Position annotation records
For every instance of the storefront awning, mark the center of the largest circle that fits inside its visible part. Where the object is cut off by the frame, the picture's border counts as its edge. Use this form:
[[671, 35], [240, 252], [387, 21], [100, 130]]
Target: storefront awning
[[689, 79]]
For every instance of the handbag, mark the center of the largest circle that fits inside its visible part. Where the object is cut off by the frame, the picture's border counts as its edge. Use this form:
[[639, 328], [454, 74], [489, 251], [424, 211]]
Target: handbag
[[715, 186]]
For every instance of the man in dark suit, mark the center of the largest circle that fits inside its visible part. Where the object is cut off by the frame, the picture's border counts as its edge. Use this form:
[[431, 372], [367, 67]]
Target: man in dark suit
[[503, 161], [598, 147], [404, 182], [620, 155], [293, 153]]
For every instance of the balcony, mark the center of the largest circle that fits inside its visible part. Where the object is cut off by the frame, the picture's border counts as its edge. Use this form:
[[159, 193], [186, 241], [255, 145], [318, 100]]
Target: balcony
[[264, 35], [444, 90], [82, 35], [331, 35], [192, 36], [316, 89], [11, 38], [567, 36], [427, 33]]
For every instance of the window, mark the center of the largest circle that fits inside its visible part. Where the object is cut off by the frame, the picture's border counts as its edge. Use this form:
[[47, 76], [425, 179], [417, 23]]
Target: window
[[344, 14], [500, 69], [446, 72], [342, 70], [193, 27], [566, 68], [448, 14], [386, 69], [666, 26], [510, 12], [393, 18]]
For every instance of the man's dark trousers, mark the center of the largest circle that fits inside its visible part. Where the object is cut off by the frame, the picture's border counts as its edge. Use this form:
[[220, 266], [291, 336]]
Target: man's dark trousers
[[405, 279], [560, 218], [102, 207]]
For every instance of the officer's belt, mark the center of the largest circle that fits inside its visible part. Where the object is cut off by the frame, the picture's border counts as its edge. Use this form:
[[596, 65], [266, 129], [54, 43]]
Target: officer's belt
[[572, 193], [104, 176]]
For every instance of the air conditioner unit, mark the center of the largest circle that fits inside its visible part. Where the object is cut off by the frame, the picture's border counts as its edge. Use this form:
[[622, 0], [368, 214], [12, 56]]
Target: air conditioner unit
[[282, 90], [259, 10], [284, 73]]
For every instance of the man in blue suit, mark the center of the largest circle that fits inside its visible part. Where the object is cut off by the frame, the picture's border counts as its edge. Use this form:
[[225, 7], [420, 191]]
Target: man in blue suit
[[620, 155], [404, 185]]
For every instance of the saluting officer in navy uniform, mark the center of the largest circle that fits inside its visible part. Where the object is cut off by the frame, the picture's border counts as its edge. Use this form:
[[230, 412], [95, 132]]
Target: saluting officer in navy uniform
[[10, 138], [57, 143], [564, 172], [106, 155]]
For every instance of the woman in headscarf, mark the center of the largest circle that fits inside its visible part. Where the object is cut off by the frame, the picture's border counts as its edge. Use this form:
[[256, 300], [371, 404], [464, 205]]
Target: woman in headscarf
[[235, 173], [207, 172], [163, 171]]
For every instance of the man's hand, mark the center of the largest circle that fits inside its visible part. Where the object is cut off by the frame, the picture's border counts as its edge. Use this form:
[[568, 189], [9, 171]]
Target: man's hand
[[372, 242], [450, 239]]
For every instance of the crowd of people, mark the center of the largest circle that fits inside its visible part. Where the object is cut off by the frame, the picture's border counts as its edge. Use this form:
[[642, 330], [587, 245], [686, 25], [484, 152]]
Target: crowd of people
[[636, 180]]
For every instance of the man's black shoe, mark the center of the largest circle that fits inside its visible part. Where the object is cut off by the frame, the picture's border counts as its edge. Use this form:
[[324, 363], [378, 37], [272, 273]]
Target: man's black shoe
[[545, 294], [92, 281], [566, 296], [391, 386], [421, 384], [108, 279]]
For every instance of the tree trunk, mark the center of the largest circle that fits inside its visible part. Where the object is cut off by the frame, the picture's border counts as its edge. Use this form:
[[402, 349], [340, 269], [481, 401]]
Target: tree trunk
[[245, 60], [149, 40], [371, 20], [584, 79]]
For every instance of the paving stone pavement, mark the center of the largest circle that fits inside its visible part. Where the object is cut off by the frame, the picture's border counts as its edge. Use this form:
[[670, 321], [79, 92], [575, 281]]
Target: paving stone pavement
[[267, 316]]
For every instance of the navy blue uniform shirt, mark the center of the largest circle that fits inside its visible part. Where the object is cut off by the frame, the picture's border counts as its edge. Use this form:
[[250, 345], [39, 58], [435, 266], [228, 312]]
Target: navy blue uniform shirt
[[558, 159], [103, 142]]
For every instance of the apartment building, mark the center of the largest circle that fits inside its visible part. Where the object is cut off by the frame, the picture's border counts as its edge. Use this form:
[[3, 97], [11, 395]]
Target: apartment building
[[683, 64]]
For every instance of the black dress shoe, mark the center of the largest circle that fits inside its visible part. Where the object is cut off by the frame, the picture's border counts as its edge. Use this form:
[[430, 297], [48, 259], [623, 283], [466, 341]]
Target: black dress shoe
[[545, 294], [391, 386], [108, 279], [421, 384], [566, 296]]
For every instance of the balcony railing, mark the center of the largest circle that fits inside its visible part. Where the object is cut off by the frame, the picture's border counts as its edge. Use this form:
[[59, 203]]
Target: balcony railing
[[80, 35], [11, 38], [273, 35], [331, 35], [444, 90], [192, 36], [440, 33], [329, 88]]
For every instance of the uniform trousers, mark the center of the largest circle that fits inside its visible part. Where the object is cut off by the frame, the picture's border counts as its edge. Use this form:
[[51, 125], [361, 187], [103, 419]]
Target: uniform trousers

§ Given exercise: Copy all of the material above line for line, changing nothing.

§ Result for this task:
For every instance of the storefront awning, mark the center of the largest circle that fits inside its visible part. Where the object is cut off by the frame, the picture's border counts as its edge. Use this form:
[[671, 35], [240, 252], [387, 21], [100, 130]]
Target: storefront awning
[[689, 79]]
For every instance of the handbag, mark the center of the largest circle that fits inside its visible part. Where the object is cut off by the frame, the picture's border counts as its edge. Use this form:
[[639, 328], [454, 74], [489, 251], [424, 211]]
Target: handbag
[[715, 186]]
For every instance of the man in dark suit, mark the center of the largest circle that fits inside its visible part. Where the object is cut off by the frame, the picture's border counts as its edge. Use this form:
[[431, 372], [367, 67]]
Target: man in dark suit
[[503, 161], [598, 147], [404, 182], [620, 155], [293, 153]]
For every instance of the balcony, mark the center of the largest circle that fits inside its visible part. Where the object is cut off by the frame, the picture's border counts as its edge. Use this form:
[[159, 193], [186, 241], [255, 145], [318, 100]]
Target: balcony
[[264, 35], [444, 90], [82, 35], [331, 35], [192, 36], [316, 89], [11, 38], [567, 36], [427, 33]]
For every instance of the window, mark the center of the largest circle that fits inside its visible part. Where the object is cut off by the frame, the picture's border counts as its edge. Use this form:
[[47, 76], [425, 179], [417, 23]]
Target: window
[[344, 14], [500, 69], [446, 72], [342, 70], [193, 27], [566, 68], [448, 14], [386, 69], [666, 26], [510, 12], [393, 18]]
For every instance of the man's dark trousers, mark the center of the largest circle that fits inside its visible part. Where the object is cut off by the frame, the picture's border counts as its edge. Use this form:
[[220, 266], [291, 336]]
Target: man's dark trousers
[[405, 279], [560, 218], [102, 207]]
For every instance of the officer's belt, mark the center of the largest circle that fits inside its visible part. Where the object is cut off by the frame, the picture's border counts as its edge. Use this form:
[[596, 65], [266, 129], [54, 43]]
Target: officer's belt
[[572, 193], [104, 176]]
For every instance of the air conditioner unit, mark the center of the largest circle that fits inside its visible part. Where the object is cut off by the frame, the picture's border counts as its edge. Use this form:
[[622, 0], [368, 214], [12, 56]]
Target: air conditioner unit
[[282, 90], [259, 10], [284, 73]]
For every instance of the man in blue suit, mark the center of the largest circle that fits inside its visible part. Where the object is cut off by the frame, the picture's border counts as its edge. Use this form:
[[225, 7], [420, 191]]
Target: man in blue suit
[[620, 155], [404, 185]]
For every instance of the saluting officer in navy uniform, mark the center of the largest circle that fits inside its visible part. Where the object is cut off by the frame, the picture's border counts as its edge. Use this form:
[[230, 412], [95, 132]]
Target: saluting officer in navy uniform
[[10, 138], [57, 143], [564, 172], [106, 155]]
For every instance of the woman in headscarf, mark the center of the largest circle that fits inside its visible part. Where the object is cut off by the frame, the picture's border counts as its edge. Use this form:
[[256, 300], [371, 404], [464, 205]]
Target: woman in headscarf
[[235, 173], [207, 172], [163, 171]]
For every instance of the man's hand, mark the center of the largest circle that fits inside its visible part. Where the object is cut off by the frame, the picture's border counts as its edge. Use this form:
[[568, 189], [9, 171]]
Target: man's hand
[[372, 242], [450, 239]]
For every instance of the crowd of people, mark the center of the largest circle that fits inside its visible part. Where the object is cut off by the frame, the picture's border counts as its edge. Use this form:
[[642, 330], [587, 245], [686, 25], [484, 152]]
Target: crowd of people
[[636, 180]]
For every instance of the man's black shoe, mark the center of the largest circle that fits inside its visible part. Where the object is cut off by the frame, the picture's border counts as its edge. Use this form:
[[324, 363], [378, 37], [272, 273]]
Target: man's black shoe
[[545, 294], [92, 281], [566, 296], [391, 386], [421, 384], [108, 279]]
For every instance of the tree trunk, mark the center of the largest circle that fits inside its visible part. Where the object is cut off by the frame, the picture's border counts as its edge. Use this form:
[[402, 349], [340, 269], [481, 401]]
Target: tree trunk
[[245, 60], [149, 40], [371, 20], [584, 79]]
For every instance of the paving stone pavement, mark the center of the largest circle that fits inside its visible part. Where the object is cut off by the frame, the picture's border counts as its edge. Use this form:
[[670, 321], [79, 92], [575, 281]]
Target: paving stone pavement
[[267, 316]]
For every instance of the navy blue uniform shirt, mark the center of the largest circle that fits inside its visible part. Where the object is cut off by the frame, the picture's border counts as its edge. Use this form:
[[250, 345], [39, 58], [435, 266], [228, 312]]
Target: navy blue uniform shirt
[[558, 159], [103, 142]]
For every instance of the apartment building, mark the center of the largest circle that fits inside its visible part. Where the object is cut off by the frame, the picture's border counts as its edge. Use this form:
[[3, 97], [11, 395]]
Target: apartment building
[[683, 64]]
For every instance of the black dress shoe, mark the center of the largest circle that fits inside its visible part. Where the object is cut off by the frame, the picture's border counts as its edge. Use this form:
[[430, 297], [48, 259], [623, 283], [466, 341]]
Target: black dress shoe
[[545, 294], [391, 386], [108, 279], [421, 384], [566, 296]]
For every instance of the balcony railing, mark the center of the largest circle that fits inside its visible part. Where the object is cut off by the frame, the picture's border counts as its edge. Use this form:
[[59, 203]]
Target: balcony railing
[[80, 35], [11, 38], [273, 35], [331, 35], [444, 90], [192, 36], [440, 33], [329, 88]]
For every instance of the uniform trousers, mark the center of the largest circle that fits inside its visible part. Where the object is cut off by the frame, the picture's border counts as its edge. Use this form:
[[51, 125], [361, 187], [103, 419]]
Target: uniform trousers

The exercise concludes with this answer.